Given instruction a: Check each statement against the passage on health workforce planning, answering yes or no and quoting the words of the passage that decide it: (i) The poll was carried out by Ipsos-Reid for HEAL. (ii) Most respondents were confident that Canada will have enough health professionals to meet future demand. (iii) Dr. Marlene Smadu is President of the Canadian Nurses Association.
[START Passage]
Recognizing the need to advance the HHR issue, governments recently developed a planning document, “A Framework for Collaborative Pan-Canadian Health Human Resources Planning.” The framework represents a positive step forward in co-ordinating HHR planning in Canada, and HEAL looks forward to further enhancing action on this critical issue by bringing the provider voice into the debate”, Fralick said.

An Ipsos-Reid poll conducted last week for HEAL showed that 91per cent of Canadians support development of a health care workforce plan based on the projected demographic and health needs. Ninety-three per cent indicated that Canada should strive to become self-sufficient in training enough health professionals to meet future needs, with only 36 per cent of respondents confident that Canada will have enough health professionals to meet future demand.

“Governments have committed to ensuring Canadians receive the health services they need. To do that, they must collaborate and plan for tomorrow with the people and groups who know the system best, the ones providing the care”, explains Dr. Marlene Smadu, President-Elect, Canadian Nurses Association. “They must explore new delivery care models with particular emphasis on technology, consider new and enhanced roles for existing providers, and support an environment of life-long learning and skills development.”
[END Passage]
[START Entries provided]
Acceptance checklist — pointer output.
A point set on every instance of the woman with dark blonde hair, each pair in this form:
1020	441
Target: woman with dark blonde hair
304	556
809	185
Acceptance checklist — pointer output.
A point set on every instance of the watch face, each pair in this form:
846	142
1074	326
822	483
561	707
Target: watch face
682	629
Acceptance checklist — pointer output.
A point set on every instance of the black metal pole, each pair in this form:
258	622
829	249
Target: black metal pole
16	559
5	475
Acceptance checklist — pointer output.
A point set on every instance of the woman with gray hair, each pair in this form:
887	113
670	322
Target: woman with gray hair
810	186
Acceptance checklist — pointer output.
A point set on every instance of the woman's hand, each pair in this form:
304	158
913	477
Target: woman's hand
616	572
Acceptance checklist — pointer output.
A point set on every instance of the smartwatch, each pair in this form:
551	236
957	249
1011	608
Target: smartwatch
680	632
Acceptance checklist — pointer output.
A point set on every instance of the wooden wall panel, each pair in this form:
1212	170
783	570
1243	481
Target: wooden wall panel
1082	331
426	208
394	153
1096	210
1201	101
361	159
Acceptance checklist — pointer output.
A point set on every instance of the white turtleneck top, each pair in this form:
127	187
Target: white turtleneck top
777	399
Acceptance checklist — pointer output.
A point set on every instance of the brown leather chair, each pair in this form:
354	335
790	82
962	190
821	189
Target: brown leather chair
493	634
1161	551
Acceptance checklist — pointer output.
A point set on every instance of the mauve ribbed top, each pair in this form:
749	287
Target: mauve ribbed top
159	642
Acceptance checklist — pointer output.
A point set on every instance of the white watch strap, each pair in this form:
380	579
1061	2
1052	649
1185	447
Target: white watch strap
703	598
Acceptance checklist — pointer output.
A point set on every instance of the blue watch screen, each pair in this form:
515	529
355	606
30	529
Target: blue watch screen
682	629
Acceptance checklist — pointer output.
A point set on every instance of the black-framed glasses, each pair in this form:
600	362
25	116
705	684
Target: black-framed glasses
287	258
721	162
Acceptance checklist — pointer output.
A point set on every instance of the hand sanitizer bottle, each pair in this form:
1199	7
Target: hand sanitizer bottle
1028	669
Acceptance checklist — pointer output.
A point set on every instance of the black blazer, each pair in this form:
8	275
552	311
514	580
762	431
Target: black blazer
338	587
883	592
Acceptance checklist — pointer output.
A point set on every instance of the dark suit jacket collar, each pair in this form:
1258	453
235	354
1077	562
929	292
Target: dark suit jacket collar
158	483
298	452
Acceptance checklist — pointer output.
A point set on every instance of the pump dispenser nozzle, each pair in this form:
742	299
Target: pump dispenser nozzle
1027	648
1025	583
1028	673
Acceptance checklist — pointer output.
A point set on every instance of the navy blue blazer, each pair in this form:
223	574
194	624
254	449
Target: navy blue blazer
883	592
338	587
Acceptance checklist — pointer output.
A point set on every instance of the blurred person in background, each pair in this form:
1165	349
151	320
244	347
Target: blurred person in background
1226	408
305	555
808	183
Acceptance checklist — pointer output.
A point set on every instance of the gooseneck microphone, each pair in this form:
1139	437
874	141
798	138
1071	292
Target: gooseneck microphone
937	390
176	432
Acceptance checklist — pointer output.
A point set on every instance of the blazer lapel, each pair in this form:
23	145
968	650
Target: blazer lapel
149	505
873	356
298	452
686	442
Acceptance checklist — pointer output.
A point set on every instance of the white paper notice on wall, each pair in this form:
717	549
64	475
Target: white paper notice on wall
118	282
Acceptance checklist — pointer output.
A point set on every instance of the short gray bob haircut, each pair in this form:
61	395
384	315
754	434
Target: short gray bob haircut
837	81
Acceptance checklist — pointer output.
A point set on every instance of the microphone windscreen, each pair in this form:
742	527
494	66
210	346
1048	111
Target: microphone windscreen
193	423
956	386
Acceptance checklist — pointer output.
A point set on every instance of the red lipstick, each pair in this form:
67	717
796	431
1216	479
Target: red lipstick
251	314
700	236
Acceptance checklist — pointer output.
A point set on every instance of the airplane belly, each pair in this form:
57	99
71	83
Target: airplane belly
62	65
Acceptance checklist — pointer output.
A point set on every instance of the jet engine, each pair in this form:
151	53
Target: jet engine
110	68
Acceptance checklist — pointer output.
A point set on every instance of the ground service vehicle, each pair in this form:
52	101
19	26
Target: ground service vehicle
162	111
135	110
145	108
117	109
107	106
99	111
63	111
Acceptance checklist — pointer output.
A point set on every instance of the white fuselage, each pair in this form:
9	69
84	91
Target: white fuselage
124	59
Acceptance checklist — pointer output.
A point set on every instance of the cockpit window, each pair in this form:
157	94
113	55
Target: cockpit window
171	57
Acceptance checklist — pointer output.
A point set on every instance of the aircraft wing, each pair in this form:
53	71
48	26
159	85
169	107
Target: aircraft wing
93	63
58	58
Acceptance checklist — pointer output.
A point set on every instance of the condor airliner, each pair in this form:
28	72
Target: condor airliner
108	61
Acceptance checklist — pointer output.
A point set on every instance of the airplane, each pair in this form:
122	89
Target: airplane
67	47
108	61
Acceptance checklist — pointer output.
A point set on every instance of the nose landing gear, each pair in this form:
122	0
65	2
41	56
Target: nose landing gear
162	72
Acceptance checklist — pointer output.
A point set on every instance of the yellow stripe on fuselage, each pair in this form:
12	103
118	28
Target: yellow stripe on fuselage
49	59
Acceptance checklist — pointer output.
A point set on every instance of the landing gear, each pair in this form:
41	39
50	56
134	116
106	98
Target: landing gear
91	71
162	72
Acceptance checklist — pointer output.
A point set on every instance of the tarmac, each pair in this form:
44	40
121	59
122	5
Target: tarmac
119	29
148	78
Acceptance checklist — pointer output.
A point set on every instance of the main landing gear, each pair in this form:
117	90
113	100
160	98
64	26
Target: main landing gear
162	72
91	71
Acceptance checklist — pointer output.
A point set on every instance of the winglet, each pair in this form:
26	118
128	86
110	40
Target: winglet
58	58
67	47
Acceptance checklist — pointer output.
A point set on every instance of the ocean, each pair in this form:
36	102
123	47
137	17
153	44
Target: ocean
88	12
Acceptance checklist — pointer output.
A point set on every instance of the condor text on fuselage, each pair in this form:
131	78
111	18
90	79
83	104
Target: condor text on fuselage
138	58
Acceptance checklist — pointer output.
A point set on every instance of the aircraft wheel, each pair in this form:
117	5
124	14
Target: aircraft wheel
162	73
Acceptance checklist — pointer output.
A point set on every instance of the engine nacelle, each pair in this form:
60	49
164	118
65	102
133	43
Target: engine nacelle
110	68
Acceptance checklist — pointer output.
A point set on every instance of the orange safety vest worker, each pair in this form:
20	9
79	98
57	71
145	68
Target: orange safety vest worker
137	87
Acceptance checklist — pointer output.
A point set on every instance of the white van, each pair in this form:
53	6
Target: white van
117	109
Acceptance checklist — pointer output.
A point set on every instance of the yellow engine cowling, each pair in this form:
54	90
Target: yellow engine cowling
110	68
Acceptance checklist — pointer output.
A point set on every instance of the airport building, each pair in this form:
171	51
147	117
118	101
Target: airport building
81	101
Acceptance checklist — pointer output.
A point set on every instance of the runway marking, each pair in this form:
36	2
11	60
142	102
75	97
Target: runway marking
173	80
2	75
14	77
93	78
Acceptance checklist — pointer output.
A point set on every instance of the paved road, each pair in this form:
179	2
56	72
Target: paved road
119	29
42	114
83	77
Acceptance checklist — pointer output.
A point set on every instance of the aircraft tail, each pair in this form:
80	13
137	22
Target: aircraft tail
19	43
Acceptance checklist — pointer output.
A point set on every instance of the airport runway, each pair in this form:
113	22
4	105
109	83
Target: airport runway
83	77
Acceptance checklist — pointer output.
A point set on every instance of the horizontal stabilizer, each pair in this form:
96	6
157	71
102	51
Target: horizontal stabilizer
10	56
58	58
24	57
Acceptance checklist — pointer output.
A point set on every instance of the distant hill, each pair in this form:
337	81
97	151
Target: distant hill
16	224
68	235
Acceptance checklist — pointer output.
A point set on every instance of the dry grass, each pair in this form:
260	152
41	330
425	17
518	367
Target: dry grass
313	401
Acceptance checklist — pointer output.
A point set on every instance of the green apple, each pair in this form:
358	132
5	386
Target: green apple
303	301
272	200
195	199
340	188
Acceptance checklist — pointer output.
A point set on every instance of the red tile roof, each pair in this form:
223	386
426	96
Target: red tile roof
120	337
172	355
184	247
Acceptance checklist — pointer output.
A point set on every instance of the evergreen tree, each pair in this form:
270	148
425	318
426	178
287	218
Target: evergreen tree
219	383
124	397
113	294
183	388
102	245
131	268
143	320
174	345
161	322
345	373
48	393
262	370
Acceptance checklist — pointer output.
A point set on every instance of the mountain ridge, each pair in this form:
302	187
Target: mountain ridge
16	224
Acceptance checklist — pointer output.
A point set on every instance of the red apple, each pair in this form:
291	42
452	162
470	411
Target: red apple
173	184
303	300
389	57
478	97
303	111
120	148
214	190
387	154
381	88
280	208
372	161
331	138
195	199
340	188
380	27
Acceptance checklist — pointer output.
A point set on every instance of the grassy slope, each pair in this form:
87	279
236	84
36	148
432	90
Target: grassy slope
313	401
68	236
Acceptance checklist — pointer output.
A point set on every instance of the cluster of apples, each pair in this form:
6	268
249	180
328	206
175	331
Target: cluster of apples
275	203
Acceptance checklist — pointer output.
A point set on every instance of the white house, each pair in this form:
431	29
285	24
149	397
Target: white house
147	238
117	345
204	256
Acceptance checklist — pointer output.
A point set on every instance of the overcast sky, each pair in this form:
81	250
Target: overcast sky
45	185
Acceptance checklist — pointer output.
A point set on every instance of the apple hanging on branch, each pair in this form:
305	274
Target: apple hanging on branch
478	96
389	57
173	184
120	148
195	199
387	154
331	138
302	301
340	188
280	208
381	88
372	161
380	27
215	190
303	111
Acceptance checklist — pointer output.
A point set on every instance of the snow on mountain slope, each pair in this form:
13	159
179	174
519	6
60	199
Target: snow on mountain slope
[END Entries provided]
Given instruction b: Identify every line of the records that contains the string "overcast". Copy each such line, treating uppercase and lowercase letters as different.

Full solution a:
(i) Yes: "An Ipsos-Reid poll conducted last week for HEAL"
(ii) No: "with only 36 per cent of respondents confident that Canada will have enough health professionals to meet future demand"
(iii) No: "Dr. Marlene Smadu, President-Elect, Canadian Nurses Association"

Full solution b:
A point set on every instance of the overcast sky, each pair in this form:
Target: overcast sky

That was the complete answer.